[Image location labeling entries]
+---+

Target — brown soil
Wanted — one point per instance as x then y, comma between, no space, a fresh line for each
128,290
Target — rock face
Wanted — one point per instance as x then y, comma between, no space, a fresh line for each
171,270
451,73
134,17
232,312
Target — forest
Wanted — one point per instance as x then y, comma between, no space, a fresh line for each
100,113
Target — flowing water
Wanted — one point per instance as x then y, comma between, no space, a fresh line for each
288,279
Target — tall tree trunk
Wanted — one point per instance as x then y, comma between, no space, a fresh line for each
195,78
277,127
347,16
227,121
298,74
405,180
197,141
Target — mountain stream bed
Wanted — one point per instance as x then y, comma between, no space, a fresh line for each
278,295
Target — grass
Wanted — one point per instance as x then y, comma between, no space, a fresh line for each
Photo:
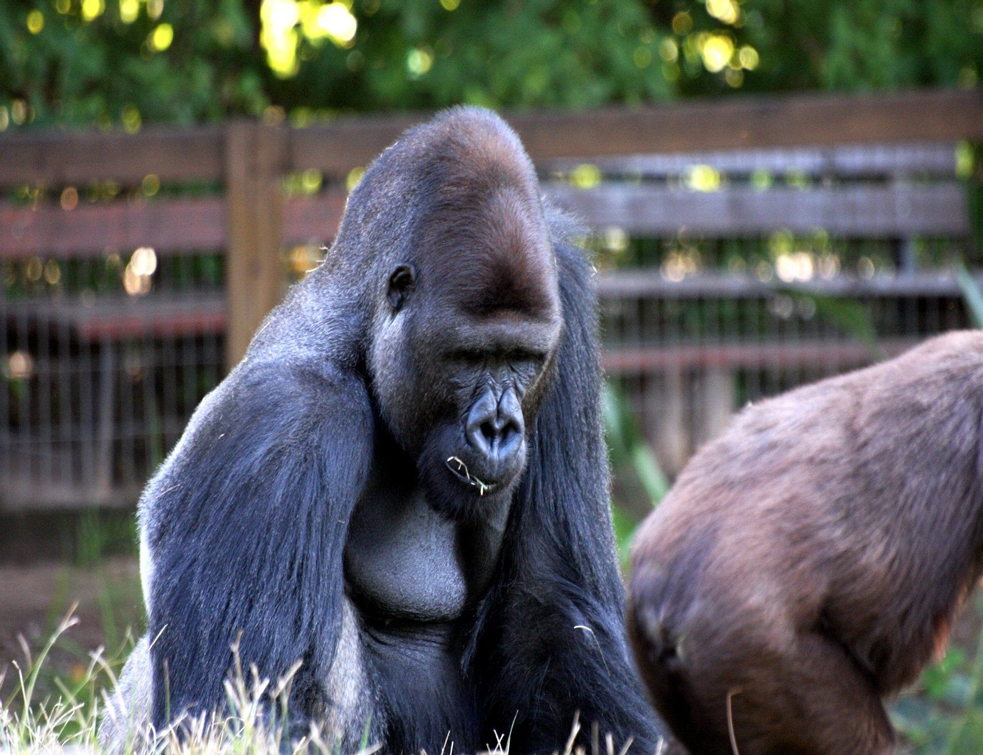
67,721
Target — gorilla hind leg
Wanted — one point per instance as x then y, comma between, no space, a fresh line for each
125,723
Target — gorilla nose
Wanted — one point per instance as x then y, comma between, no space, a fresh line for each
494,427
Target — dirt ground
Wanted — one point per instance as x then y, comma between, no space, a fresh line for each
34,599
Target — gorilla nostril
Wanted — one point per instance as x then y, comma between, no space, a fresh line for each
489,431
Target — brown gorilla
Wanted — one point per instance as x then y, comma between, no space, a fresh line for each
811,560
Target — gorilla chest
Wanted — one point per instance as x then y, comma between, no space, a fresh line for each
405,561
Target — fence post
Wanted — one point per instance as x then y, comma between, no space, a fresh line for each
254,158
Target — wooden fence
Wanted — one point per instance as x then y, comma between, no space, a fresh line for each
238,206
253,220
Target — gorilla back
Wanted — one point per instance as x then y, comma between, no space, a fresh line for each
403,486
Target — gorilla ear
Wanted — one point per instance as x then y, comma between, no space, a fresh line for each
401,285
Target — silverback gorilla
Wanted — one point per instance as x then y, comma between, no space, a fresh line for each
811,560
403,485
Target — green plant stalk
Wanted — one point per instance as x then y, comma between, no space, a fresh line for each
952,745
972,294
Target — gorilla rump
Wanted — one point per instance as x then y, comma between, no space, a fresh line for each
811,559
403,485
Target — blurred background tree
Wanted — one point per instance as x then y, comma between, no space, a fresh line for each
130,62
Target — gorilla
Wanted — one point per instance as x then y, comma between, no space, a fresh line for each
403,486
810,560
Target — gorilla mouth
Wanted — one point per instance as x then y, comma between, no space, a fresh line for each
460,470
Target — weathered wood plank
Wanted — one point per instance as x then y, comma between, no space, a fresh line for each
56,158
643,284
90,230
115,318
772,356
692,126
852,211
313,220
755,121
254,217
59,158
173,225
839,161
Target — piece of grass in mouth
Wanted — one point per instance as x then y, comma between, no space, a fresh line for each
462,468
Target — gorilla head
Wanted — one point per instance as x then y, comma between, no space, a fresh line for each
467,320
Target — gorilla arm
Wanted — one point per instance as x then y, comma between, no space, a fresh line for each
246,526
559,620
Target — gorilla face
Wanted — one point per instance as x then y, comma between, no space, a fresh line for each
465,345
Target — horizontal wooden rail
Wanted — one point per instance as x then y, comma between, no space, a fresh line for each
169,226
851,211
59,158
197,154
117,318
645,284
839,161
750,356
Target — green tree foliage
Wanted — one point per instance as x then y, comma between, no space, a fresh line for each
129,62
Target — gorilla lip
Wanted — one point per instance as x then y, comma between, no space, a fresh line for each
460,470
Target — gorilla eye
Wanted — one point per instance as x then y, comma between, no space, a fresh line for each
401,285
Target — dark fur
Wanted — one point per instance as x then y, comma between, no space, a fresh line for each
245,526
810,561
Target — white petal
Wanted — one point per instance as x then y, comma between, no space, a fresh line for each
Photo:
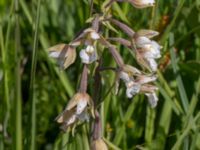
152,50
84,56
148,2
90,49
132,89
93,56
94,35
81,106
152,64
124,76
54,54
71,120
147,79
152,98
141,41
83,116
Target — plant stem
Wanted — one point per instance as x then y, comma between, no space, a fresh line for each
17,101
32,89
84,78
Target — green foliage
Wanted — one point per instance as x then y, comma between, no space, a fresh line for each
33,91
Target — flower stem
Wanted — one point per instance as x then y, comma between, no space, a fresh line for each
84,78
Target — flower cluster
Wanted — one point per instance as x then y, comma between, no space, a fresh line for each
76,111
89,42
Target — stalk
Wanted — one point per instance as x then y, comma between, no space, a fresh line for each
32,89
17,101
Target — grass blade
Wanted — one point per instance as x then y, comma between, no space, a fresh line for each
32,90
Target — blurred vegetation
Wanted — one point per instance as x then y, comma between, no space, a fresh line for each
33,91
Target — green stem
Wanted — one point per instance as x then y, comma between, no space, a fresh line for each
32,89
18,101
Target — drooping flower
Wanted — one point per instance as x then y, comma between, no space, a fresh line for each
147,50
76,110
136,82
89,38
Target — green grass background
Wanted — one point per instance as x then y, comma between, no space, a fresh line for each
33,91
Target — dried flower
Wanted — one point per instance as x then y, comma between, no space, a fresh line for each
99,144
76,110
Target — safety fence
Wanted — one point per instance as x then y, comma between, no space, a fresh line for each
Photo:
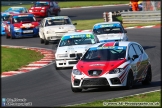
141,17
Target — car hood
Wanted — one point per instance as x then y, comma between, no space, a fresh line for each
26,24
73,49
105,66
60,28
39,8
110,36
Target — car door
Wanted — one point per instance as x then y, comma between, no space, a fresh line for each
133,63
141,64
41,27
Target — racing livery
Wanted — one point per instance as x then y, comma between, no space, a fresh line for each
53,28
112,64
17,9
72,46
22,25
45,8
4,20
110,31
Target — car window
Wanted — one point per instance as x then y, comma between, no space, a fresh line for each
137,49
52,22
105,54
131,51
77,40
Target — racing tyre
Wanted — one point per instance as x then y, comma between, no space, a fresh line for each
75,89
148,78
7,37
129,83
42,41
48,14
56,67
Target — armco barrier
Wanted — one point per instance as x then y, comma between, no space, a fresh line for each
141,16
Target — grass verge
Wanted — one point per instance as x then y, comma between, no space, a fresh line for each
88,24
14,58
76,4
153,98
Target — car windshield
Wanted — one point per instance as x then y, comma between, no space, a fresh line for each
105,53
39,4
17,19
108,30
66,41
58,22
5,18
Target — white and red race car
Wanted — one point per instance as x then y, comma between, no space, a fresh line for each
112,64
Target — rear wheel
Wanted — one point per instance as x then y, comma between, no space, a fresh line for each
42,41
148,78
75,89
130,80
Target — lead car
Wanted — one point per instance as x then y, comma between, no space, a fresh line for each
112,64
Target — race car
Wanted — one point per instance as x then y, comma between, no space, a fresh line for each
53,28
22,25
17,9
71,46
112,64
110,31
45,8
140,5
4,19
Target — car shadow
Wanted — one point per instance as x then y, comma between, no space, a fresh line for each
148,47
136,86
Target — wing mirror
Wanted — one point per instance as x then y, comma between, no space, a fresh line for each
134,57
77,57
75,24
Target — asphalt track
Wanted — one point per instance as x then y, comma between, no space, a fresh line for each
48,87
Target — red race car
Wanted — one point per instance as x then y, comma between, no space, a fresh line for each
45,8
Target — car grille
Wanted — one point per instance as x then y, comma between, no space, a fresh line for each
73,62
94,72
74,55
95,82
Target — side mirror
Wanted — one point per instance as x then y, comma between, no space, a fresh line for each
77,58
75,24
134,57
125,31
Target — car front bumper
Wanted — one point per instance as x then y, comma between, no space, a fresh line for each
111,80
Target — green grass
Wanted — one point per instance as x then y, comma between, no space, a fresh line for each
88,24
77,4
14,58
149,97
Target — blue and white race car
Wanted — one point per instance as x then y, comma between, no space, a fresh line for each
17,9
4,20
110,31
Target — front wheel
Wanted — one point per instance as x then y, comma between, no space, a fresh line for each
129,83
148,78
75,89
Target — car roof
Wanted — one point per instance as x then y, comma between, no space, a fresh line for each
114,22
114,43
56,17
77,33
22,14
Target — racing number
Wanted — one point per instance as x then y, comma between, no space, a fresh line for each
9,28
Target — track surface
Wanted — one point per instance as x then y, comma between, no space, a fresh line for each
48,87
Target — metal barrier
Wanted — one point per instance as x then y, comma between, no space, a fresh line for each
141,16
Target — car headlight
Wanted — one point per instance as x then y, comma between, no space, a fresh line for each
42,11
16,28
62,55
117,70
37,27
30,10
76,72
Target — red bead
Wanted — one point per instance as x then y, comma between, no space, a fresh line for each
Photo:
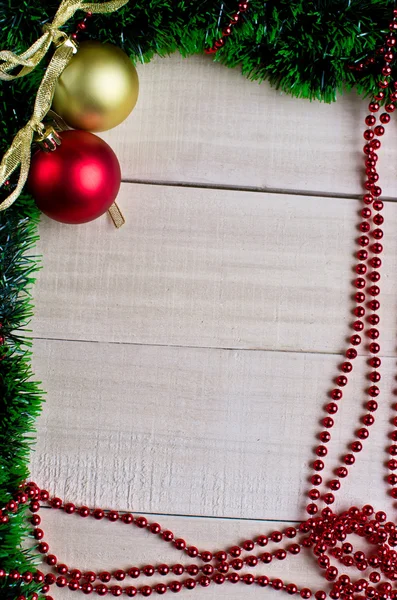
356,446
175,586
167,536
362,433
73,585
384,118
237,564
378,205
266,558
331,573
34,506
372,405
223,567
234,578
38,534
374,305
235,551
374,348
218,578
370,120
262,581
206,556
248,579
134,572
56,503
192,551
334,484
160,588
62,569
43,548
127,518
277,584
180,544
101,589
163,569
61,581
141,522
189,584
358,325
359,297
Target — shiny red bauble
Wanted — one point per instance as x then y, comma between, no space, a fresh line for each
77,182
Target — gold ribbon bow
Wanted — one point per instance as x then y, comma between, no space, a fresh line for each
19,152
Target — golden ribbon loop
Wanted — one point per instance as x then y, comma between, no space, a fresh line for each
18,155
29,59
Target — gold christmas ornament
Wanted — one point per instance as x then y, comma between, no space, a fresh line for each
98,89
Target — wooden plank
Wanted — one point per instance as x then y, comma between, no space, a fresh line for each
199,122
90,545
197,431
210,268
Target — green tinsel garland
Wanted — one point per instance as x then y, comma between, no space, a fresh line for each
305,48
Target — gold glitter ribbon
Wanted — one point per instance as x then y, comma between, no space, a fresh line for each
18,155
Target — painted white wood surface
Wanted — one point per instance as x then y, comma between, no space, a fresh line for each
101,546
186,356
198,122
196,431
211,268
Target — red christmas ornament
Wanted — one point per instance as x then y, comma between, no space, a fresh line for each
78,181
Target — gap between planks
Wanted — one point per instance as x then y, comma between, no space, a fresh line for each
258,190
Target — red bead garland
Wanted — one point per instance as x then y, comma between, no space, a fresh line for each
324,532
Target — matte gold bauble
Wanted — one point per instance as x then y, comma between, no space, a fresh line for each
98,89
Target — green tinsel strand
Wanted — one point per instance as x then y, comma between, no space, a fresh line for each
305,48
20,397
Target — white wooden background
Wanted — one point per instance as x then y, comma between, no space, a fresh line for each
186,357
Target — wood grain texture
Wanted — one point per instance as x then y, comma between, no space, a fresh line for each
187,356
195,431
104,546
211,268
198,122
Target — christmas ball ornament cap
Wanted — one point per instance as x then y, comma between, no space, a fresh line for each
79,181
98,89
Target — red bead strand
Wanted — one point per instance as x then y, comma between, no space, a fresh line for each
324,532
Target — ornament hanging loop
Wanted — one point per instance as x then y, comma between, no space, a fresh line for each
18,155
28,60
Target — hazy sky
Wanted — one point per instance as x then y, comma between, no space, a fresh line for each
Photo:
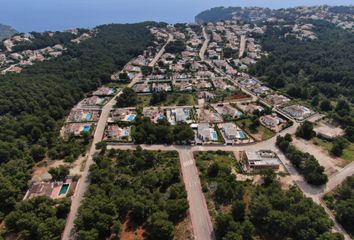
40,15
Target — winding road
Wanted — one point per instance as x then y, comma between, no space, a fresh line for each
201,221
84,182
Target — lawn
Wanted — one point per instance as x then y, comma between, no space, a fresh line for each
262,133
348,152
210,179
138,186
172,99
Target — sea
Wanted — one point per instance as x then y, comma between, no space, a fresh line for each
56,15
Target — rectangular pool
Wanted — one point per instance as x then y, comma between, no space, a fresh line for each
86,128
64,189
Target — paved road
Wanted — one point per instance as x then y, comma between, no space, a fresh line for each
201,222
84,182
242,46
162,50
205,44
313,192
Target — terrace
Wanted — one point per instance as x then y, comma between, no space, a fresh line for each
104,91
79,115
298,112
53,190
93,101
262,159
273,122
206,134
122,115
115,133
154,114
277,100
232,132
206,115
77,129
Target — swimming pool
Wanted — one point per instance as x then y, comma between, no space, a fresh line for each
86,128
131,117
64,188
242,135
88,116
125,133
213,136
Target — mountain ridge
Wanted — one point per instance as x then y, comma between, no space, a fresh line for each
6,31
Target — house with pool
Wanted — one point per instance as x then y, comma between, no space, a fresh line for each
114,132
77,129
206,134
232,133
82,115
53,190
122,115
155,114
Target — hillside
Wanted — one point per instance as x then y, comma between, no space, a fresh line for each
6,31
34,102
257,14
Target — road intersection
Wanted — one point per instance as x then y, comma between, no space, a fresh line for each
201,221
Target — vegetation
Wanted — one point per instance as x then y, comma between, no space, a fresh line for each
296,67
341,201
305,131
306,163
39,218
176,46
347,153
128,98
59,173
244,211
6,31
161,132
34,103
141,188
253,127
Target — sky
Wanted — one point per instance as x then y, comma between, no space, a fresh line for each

+---+

▸ **CHALLENGE**:
Reproduce nothing but the lines from the line containing "Target — swimming pool" to the last line of the data, each exactly as written.

▸ **THE REPLY**:
Target — swimming pool
Wanted — one point per instance as x then y, comma between, no space, a fresh line for each
86,128
131,117
64,188
242,135
88,116
125,133
213,136
Target — mountain ridge
Wanted — one point per instance as x then y, comma between, no space, a fresh line for each
6,31
Target — house with pool
Wanted — one point per instance as x then y, comma between, no space, a fresh line for each
114,132
77,129
206,134
232,133
82,115
53,190
122,115
155,114
Target — hillside
Wanted — one point per instance as x then y, comma between, no space, a fresh line for each
6,31
34,102
257,14
Target — road intersection
Wanted — one point per instance as x then y, comma between, no space, a fresh line for each
201,221
Target — vegetation
Wanted — one point per instance as x then y, comma between, no space, a fresh line for each
296,67
341,201
305,131
306,163
39,218
176,46
347,153
128,98
59,173
244,211
6,31
161,132
34,103
141,188
253,127
Target — sky
Wanted — one point per instance as x then y, comma between, no space, a fresh line for each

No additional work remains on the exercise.